__Directive__
Edit the entries from the very first line through the line containing "[(128, 120)]", replacing "largest disc" with "biggest circle" everywhere it appears. Give only those lines, with everything else unchanged.

=== Supplied data ===

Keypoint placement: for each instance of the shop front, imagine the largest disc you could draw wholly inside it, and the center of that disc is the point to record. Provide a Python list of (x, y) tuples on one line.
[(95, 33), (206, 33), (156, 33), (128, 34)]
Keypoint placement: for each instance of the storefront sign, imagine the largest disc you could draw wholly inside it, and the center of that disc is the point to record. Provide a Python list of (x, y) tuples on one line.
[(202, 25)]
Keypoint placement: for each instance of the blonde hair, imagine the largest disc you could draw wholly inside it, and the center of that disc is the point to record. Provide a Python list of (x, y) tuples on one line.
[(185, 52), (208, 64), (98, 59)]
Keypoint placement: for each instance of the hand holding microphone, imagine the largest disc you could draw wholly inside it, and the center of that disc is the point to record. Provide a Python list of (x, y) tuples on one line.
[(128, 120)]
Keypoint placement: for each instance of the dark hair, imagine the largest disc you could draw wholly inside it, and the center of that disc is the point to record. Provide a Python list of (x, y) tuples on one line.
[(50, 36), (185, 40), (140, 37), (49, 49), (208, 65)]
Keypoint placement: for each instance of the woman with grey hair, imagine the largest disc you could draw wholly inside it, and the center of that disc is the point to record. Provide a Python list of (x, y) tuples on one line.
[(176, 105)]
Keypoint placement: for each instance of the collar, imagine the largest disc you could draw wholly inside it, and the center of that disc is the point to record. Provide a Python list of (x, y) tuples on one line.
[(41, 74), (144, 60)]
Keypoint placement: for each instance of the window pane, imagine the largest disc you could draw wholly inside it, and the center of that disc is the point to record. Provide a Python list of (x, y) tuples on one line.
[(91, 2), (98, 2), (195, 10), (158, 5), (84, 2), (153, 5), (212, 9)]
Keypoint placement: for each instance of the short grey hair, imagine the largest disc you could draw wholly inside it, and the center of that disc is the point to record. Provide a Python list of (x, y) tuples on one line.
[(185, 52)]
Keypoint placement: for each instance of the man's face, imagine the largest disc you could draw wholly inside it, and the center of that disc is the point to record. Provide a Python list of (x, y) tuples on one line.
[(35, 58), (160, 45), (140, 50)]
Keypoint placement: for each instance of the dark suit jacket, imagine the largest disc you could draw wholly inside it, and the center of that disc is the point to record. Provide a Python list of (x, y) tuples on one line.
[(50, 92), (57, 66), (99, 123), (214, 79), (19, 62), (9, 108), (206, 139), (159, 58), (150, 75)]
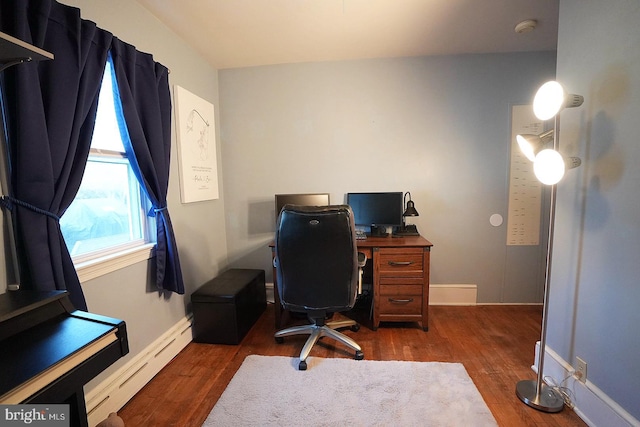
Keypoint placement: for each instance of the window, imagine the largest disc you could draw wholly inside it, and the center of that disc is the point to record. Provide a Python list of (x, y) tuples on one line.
[(108, 214)]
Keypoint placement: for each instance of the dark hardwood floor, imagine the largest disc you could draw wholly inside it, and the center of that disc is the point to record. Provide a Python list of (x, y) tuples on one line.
[(494, 343)]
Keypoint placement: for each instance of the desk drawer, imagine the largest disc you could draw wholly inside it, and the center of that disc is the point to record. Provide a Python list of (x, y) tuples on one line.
[(405, 305), (406, 262)]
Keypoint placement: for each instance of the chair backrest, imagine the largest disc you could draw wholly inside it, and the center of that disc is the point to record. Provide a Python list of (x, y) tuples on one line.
[(316, 258)]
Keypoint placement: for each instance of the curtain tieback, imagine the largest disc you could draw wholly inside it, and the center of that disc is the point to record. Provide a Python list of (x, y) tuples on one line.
[(154, 211), (7, 202)]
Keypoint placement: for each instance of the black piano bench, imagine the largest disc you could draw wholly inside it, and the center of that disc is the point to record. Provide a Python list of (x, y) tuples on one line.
[(226, 307)]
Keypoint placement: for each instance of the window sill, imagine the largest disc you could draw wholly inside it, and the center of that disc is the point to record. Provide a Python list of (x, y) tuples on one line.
[(110, 263)]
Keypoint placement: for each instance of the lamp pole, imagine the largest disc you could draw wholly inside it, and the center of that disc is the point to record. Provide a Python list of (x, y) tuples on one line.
[(536, 393)]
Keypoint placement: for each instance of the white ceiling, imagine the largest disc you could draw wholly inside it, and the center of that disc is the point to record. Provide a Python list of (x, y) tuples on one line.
[(243, 33)]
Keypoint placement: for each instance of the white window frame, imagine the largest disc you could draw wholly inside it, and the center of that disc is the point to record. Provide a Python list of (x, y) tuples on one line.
[(99, 263), (108, 260)]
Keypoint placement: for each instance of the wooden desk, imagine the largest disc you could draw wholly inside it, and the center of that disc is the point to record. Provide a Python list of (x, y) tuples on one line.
[(400, 280)]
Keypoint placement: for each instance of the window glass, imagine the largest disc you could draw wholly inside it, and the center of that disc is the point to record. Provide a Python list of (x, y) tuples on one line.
[(108, 213)]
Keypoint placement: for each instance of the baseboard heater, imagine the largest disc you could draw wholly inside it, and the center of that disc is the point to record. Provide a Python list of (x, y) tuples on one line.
[(115, 391), (448, 294)]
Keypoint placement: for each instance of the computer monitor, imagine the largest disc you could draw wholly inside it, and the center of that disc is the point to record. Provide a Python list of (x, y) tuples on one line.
[(376, 210), (309, 199)]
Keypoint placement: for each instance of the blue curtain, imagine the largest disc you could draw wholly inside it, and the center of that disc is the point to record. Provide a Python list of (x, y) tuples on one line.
[(143, 90), (51, 108)]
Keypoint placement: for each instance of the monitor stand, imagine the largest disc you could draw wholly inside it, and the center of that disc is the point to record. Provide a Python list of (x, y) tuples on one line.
[(407, 230), (378, 231)]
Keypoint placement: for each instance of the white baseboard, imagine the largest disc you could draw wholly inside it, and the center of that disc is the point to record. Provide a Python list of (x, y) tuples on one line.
[(114, 392), (591, 404), (453, 294)]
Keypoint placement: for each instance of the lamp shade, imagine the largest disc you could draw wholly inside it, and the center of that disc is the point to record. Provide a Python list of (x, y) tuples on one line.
[(411, 209), (551, 98)]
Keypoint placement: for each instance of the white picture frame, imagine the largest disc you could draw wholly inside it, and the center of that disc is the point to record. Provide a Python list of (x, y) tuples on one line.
[(196, 138)]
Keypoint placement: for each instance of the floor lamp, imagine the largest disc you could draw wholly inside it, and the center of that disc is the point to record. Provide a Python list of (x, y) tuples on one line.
[(549, 167)]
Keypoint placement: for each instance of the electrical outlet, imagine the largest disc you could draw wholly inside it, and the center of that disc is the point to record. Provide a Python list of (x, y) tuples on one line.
[(581, 370)]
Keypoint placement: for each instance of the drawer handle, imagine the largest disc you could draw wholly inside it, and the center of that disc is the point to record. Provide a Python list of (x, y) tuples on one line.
[(400, 301)]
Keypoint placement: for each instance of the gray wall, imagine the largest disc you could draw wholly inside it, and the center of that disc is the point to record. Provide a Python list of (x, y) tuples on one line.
[(595, 293), (438, 127)]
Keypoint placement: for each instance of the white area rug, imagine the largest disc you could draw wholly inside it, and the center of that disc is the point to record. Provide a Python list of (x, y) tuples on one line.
[(270, 391)]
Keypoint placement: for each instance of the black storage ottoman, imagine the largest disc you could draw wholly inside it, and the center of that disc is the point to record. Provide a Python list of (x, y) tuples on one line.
[(226, 307)]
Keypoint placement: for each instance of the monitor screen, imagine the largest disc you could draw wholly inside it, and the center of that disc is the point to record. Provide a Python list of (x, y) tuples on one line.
[(311, 199), (374, 209)]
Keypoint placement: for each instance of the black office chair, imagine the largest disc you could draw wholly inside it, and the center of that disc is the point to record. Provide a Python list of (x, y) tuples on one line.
[(316, 264)]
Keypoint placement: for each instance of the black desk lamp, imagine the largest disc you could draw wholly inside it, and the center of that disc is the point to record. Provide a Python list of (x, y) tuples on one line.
[(410, 210)]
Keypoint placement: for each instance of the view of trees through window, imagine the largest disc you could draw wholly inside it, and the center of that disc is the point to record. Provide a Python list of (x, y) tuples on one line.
[(108, 213)]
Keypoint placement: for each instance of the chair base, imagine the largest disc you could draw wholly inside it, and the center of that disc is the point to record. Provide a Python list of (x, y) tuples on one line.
[(315, 332)]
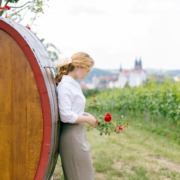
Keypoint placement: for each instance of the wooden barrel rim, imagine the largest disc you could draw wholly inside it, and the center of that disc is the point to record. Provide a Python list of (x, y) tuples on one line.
[(46, 109)]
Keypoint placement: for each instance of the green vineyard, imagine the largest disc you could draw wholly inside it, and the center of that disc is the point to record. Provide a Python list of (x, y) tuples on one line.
[(155, 107)]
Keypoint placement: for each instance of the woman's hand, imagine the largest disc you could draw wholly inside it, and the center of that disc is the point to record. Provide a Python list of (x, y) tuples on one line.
[(87, 114)]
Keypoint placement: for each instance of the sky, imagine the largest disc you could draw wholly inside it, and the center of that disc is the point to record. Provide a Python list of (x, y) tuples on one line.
[(115, 32)]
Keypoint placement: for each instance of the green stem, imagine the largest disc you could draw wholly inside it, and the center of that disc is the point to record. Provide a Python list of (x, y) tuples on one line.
[(7, 2), (22, 5)]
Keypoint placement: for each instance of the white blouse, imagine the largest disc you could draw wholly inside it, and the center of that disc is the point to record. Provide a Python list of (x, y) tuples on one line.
[(71, 100)]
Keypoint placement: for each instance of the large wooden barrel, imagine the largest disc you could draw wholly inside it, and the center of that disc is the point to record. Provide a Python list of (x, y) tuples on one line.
[(29, 121)]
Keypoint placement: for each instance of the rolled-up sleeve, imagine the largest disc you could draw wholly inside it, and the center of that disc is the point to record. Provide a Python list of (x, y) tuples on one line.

===

__In response__
Keypoint placement: for each instance of the shop front, imagine the biggest circle you could draw wholly inside it, and the center of that disc is the point to record. Provide a Python list of (x, y) tuples on one line.
[(95, 33), (206, 33), (156, 33), (128, 34)]
Keypoint placement: for each instance of the storefront sign, imagine the biggest circle you could draw wholly inside it, and the center of that disc is the point to record. Provide a Python list of (x, y) tuples on one line.
[(202, 25)]
Keypoint placement: for each instance of the blonde hair, imagine the biggest circle you could draw wholly inside it, and the center of that disc is the point to record. Provide a Python list of (x, y) tuples on one line.
[(185, 52), (208, 64), (98, 59)]
Keypoint placement: for each instance of the hand holding microphone, imagine the biggest circle you could draw wholly inside it, and the center of that disc is the point to record. Provide a Python list of (x, y) tuples on one line.
[(128, 120)]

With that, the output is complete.